Could you print exactly the lines of the listing below, starting at the line that has "Every <instance> pairs" and ending at the line that has "box: [178, 242, 456, 264]", and only those lines?

* * * * *

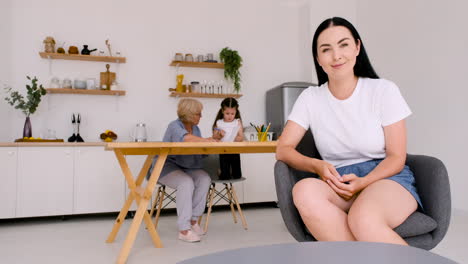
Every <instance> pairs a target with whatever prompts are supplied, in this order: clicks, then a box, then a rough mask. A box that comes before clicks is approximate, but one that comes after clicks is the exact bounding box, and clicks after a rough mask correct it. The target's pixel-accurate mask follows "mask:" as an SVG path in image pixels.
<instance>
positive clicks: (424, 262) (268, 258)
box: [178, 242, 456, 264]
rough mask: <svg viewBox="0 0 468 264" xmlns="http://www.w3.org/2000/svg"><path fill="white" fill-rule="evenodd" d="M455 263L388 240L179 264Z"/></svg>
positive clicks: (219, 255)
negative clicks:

* * * * *

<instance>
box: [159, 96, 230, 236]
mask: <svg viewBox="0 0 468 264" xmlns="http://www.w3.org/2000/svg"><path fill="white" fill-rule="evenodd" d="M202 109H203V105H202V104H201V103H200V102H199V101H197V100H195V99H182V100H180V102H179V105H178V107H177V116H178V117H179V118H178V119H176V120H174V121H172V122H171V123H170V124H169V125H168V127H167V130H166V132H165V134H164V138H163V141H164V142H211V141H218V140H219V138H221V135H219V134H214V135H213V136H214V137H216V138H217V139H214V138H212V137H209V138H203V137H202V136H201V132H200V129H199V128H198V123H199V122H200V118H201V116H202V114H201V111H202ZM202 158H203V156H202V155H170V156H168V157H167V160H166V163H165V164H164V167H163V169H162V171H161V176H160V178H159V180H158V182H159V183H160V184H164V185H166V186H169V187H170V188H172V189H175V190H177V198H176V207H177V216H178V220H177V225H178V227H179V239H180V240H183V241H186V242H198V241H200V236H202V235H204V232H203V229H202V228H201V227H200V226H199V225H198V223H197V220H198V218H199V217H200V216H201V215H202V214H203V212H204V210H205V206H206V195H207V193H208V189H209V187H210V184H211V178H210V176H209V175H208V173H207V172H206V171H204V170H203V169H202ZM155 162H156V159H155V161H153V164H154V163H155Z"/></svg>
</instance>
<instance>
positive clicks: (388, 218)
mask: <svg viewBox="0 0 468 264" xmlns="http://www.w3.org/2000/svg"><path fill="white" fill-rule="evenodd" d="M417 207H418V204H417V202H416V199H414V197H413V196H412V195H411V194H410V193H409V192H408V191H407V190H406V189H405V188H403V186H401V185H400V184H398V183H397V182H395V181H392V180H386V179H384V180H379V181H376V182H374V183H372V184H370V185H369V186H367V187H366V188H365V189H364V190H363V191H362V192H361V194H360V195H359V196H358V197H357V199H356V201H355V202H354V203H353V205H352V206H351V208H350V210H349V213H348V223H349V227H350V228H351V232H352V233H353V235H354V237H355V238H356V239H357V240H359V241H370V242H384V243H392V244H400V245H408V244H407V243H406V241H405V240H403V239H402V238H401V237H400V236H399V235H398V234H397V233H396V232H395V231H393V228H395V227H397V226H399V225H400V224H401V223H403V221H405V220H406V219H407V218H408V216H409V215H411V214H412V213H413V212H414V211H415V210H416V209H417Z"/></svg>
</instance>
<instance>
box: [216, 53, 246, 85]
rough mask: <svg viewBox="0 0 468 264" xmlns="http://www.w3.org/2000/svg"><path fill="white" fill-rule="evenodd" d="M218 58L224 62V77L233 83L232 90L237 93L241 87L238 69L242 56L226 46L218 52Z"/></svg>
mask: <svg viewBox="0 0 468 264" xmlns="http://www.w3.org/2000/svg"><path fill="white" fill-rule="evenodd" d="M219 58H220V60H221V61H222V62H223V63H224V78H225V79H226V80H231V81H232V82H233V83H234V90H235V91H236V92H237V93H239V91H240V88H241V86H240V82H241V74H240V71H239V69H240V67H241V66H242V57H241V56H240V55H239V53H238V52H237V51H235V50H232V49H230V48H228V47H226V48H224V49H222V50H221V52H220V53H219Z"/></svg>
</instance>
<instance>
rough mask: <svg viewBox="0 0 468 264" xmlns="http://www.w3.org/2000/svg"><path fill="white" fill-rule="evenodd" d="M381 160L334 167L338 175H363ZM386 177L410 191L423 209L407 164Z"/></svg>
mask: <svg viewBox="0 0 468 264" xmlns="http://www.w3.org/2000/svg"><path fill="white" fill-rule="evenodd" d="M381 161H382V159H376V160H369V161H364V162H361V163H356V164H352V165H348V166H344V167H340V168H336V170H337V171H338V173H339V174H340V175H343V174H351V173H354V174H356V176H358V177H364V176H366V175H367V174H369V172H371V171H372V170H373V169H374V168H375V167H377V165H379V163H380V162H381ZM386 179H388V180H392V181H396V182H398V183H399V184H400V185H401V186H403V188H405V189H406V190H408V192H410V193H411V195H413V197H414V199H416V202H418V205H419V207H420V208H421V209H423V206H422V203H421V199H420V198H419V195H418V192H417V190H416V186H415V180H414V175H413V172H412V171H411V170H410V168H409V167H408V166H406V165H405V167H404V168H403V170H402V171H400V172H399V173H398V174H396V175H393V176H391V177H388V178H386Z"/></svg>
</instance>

* * * * *

[ANSWER FOR THE TASK]
Every <instance> pairs a target with whatever prompts are supplied, in this order: clicks, then a box, then a rough mask. A box that comes before clicks is approximate, but one that comes after clicks is the exact bounding box, and clicks after a rough mask correct it. The target's pixel-accurate mask follows "mask:" as an SVG path in image pixels.
<instance>
positive clicks: (424, 262) (268, 258)
box: [178, 242, 456, 264]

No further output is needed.